NATIONAL SECURITY

After a Dangerous Year, Little Progress in Making the Mideast Nuke-Free

This article originally appeared in Global Security Newswire, produced independently by National Journal Group under contract with the Nuclear Threat Initiative, a nonprofit, nonpartisan group whose mission is preventing the spread of nuclear, biological and chemical weapons.

Updated: May 20, 2011 | 1:36 p.m.
May 20, 2011 | 1:35 p.m.

Israel would also like to ensure that any such conference address the full range of WMD threats, to include chemical and biological weapons, as the NPT final document text states.

Neither Egypt nor Syria has signed the treaty calling for the elimination of all chemical weapons, the Chemical Weapons Convention, and both are widely suspected of having retained for decades arms banned by the pact.

Israel, which has signed but not ratified the chemical arms accord, is also one of 23 nations not party to the Biological Weapons Convention. Egypt, Syria, and the United Arab Emirates have signed the bioweapons treaty, which bans the production or retention of disease-based arms, but they have not ratified the agreement.

"I think Israel is very interested to speak with its neighbors about issues of arms control and nonproliferation, [and] how to limit the danger of weapons of mass destruction proliferation in the Middle East," Chen Kane, a senior research associate at the Center for Nonproliferation Studies, said in a Tuesday interview. "The question is which forum and what... topics are going to be discussed. And this is not going to be only a one-way discussion."

That prospect might already have some nations in the region spooked. Potter noted that the Arab League appears "to have major reservations about this conference," specifically noting reluctance expressed by Syria, Iran, and Algeria. "So it's not at all clear that you'll gain the support of key players as this moves forward."

"Basically the whole point is not about the [final document] text, but more an issue of political will," Khaled Shamaa, an Egyptian diplomat, said at the Carnegie conference. He spoke alongside Brom during the panel discussion.

From the perspective of Israel's neighbors, Jerusalem has been a freeloader on an international regime -- the NPT agreement -- aimed at preventing others from acquiring nuclear weapons. Meanwhile, the United States has indulged its ally and held others in the Middle East to a double standard, Shamaa said.

"As long as Israel rejects the NPT as an instrument," one must question why Jerusalem "is so adamant about states in the region complying with that treaty," he said. "The status quo of one state being a free rider on a legal regime in the region does not help to strengthen that regime."

Despite Israel's admonitions, it has not ruled out taking part in a conference and has even shown some early signs of openness to discussing this type of zone. The main concern for Jerusalem, according to several issue-watchers, is to ensure a constructive discussion at the event, one that would not devolve into Israel-bashing on the part of Arab states and Iran.

**Problem to work on:**
Continue the article about efforts toward a Middle East free of weapons of mass destruction, starting right after its final sentence.

**Given information:**
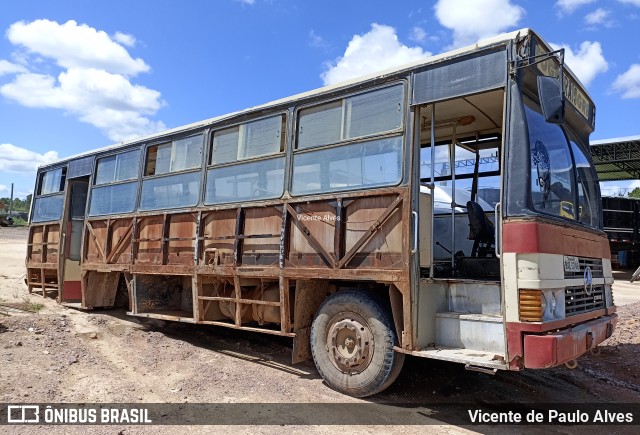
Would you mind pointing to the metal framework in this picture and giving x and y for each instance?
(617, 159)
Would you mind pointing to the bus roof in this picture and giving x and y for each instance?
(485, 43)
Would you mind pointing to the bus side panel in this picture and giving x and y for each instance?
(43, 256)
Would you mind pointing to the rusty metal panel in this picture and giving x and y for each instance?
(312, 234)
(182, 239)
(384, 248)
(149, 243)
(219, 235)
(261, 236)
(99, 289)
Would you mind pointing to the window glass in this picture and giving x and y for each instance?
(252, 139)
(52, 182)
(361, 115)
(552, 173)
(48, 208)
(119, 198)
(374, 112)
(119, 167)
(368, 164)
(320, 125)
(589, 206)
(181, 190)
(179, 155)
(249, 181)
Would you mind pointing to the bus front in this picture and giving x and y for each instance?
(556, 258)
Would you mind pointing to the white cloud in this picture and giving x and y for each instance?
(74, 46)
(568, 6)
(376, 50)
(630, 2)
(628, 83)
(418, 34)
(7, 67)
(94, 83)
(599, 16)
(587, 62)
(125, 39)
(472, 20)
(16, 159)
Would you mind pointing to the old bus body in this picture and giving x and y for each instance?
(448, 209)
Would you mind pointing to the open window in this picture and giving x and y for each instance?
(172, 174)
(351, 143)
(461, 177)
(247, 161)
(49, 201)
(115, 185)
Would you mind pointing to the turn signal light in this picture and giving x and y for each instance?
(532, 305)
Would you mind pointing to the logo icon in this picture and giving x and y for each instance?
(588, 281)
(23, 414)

**Exercise answer:**
"If all these elements will be assured, I would stay that [there is] a fair chance that Israel will consider coming to it," said Brom, a senior fellow at the Institute for National Security Studies in Tel Aviv.

Uncertainty remains, though, about how plans for the gathering will unfold in the context of a stalled Israeli-Palestinian peace process. President Obama on Thursday delivered a major address intended to kick-start Middle East talks, but continuing rancor in that arena could well spill over into the WMD-free zone initiative, experts said.

At the same time, Arab nations are mulling the possibility of reintroducing a resolution at the U.N. nuclear agency this fall calling on Israel to join the nonproliferation treaty, a move that might spoil any nascent plans for the 2012 conference.

The International Atomic Energy Agency's 151-nation General Conference narrowly rejected such a measure last September after a vigorous U.S. diplomatic lobbying effort in support of Israel.

The Egyptian-spearheaded effort to hold the WMD conference also comes amid heightened anxiety throughout the region about the prospect that Iran might build a nuclear arsenal of its own. While Cairo is primarily concerned about Jerusalem's stockpile next door, it is increasingly eyeing a potential threat from Tehran, one that might someday prompt Egypt to acquire its own atomic arms.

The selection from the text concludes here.